▸ **Data supplied**
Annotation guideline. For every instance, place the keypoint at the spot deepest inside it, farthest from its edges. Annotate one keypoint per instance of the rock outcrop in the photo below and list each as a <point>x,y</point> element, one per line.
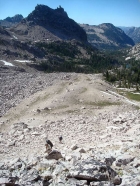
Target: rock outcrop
<point>45,23</point>
<point>11,21</point>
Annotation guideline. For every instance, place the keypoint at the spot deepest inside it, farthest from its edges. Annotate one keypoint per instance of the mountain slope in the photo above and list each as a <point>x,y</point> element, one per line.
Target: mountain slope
<point>11,21</point>
<point>107,36</point>
<point>45,23</point>
<point>134,33</point>
<point>134,52</point>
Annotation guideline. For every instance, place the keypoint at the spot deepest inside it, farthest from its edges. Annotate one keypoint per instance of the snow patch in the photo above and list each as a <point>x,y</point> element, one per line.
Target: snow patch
<point>127,58</point>
<point>7,63</point>
<point>23,61</point>
<point>15,37</point>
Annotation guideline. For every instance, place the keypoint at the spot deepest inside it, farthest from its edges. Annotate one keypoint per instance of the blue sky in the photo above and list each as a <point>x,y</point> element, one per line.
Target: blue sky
<point>93,12</point>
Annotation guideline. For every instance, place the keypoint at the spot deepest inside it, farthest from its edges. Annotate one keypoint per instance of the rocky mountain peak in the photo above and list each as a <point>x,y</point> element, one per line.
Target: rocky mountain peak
<point>11,21</point>
<point>42,14</point>
<point>45,23</point>
<point>16,19</point>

▸ **Your objective**
Report each line of the material in which the string "above" occurs.

▸ **Result for this exercise**
Annotation guideline. For every instance, place the keypoint at the spot deepest inside it, farthest from its edges. Annotate one keypoint per instance of the mountain slope in the photo above and list each as a <point>x,y</point> element, one per line.
Annotation guideline. For every instance, place the keypoint at the spot deepest inside it, farthest from its edges. Annotate one keypoint per instance of the snow patch in the photo above and list each as a <point>x,y</point> element, one per line.
Annotation guideline. For every instance, place the keypoint at the spot deepest inside it, farthest from its edges. Annotate one keypoint per instance of the blue sky in the photo above and list each as a <point>x,y</point> element, one per line.
Annotation guideline. For every instance, place the keypoint at the spot deepest inside it, farthest from its edges. Annotate one keypoint per instance of the rocky mountain peak in the photo above and list each as a <point>x,y</point> element, one per line.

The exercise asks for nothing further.